--- What the task requires ---
Return, word for word, the lines of the items below starting with the line containing "Given the microscopy image above, identify the ship crane" and going on through the line containing "[533,17,562,22]", both included, and nothing else.

[Coordinate annotation items]
◆ ◆ ◆ ◆ ◆
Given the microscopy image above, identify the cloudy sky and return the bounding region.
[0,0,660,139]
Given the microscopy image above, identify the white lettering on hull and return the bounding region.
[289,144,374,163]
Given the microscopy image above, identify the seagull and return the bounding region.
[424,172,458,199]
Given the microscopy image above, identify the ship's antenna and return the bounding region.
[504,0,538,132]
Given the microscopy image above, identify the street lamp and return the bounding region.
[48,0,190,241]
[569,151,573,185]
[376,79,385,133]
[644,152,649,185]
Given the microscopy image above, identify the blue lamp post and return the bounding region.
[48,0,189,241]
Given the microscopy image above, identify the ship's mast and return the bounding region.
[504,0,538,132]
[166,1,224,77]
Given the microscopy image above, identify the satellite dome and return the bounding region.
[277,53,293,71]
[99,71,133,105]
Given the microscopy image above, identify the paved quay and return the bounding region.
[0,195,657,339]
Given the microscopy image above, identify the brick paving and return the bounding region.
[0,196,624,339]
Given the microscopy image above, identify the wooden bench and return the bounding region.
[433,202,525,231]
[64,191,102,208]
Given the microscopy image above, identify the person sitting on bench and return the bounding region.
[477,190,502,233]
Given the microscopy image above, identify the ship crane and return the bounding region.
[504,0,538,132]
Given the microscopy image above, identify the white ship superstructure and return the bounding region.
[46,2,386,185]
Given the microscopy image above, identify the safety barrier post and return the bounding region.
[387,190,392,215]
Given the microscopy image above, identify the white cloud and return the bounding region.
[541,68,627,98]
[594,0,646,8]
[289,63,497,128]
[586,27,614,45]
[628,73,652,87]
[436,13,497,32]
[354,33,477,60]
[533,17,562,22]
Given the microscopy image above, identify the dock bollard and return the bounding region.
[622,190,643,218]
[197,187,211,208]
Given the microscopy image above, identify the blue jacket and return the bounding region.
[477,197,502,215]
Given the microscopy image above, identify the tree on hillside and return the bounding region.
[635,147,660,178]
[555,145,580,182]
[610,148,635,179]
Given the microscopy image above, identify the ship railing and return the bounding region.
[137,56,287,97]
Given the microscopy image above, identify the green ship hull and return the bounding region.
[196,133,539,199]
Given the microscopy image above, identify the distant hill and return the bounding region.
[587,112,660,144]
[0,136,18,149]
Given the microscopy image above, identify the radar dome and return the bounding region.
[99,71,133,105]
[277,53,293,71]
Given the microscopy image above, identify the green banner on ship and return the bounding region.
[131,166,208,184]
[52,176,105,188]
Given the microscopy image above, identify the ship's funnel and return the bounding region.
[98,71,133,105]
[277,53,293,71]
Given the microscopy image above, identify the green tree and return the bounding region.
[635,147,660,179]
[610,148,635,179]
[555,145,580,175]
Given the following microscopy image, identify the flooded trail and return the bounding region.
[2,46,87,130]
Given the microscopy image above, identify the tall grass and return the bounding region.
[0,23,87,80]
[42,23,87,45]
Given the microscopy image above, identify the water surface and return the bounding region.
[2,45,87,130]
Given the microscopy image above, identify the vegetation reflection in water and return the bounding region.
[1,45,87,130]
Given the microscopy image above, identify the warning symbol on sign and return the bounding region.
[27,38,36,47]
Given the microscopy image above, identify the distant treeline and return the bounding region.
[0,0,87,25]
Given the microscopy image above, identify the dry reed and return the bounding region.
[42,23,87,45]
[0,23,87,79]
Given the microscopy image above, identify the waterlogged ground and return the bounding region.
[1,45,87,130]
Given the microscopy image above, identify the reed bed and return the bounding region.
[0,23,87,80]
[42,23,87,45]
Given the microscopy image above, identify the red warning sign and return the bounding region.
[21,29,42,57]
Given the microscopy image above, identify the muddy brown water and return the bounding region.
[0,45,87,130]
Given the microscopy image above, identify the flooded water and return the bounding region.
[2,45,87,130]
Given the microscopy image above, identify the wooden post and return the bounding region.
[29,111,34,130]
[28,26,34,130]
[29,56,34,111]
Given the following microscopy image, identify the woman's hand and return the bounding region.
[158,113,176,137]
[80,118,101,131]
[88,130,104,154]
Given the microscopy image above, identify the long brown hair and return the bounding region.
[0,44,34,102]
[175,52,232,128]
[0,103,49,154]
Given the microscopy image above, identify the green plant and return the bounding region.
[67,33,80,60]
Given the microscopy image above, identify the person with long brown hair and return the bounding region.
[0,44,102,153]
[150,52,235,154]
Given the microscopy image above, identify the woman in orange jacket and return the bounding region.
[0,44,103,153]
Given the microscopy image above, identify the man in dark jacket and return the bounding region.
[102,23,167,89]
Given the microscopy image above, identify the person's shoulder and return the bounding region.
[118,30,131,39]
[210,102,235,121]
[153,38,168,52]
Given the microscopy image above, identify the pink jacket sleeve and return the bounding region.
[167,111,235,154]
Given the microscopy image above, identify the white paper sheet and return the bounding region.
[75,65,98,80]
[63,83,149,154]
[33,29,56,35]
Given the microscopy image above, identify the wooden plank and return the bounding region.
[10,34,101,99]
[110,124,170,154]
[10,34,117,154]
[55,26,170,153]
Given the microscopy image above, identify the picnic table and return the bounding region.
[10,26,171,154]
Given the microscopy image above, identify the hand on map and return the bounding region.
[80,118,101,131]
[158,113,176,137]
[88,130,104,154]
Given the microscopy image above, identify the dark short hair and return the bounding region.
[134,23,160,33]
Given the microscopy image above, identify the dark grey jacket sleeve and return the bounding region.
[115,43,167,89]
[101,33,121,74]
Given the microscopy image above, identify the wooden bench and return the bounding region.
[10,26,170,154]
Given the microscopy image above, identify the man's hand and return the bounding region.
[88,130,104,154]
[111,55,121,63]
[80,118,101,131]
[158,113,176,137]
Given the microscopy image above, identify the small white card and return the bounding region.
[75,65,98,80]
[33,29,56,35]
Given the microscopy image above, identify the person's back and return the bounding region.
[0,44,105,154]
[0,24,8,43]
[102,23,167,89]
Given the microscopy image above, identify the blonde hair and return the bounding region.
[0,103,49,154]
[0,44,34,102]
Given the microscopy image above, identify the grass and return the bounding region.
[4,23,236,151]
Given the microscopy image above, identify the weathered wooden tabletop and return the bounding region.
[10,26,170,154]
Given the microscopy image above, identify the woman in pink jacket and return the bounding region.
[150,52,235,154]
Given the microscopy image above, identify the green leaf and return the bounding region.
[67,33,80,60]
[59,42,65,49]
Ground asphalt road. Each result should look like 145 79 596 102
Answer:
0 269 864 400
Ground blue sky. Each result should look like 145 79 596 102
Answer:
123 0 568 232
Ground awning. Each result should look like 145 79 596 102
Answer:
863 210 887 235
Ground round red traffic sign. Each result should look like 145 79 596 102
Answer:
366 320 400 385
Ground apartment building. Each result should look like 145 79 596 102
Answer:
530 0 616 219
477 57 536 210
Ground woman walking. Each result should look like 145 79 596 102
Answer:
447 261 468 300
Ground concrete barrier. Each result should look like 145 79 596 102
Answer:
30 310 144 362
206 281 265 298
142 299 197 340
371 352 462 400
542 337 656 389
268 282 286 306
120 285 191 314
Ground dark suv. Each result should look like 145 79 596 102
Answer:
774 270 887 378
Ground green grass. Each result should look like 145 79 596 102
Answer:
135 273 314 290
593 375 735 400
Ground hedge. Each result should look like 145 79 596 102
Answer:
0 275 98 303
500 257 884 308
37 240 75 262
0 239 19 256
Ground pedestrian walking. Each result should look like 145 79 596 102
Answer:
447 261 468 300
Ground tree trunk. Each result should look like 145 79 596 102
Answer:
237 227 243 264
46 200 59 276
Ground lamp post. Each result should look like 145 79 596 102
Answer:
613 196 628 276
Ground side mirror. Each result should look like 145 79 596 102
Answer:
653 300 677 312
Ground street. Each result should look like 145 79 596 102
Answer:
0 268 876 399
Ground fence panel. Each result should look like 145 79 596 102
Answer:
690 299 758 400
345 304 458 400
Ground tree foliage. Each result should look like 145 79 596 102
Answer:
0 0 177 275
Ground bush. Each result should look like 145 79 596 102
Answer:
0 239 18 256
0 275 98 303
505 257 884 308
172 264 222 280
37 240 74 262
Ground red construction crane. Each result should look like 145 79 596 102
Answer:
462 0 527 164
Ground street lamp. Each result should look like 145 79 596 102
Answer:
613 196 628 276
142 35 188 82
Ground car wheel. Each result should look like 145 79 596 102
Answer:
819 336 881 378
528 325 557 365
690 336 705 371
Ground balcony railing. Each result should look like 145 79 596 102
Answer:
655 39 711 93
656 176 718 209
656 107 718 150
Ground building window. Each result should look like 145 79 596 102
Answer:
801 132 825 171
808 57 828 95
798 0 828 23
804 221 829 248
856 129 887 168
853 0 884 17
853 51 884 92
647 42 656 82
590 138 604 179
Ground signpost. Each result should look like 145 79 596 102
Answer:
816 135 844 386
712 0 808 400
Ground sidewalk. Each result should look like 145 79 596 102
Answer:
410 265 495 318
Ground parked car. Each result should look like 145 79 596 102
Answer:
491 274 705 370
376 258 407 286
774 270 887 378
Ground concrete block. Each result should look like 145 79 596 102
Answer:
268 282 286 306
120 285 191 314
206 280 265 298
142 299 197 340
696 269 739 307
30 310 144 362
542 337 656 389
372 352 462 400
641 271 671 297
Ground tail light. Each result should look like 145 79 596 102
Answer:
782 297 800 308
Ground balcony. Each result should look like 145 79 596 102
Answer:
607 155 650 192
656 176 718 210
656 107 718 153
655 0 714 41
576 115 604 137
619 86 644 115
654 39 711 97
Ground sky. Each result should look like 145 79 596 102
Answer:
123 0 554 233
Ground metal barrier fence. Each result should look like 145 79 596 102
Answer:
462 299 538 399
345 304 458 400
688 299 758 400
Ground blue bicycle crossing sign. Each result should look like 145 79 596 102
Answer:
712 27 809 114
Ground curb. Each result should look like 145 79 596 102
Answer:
◆ ◆ ◆ ◆ ◆
--- Result for this exercise ---
Given the microscopy image above, identify the ship crane and return the bounding region.
[504,0,538,132]
Given the microscopy image above, identify the white ship superstructure and return the bounding region.
[46,2,386,185]
Given the microscopy image above, identify the safety barrier post and return the bounding region.
[387,190,392,215]
Given the microscopy image above, identify the white cloud and return the bounding region.
[541,68,627,98]
[594,0,646,8]
[289,63,497,128]
[586,27,614,45]
[628,73,652,87]
[436,13,497,32]
[354,33,477,60]
[533,17,562,22]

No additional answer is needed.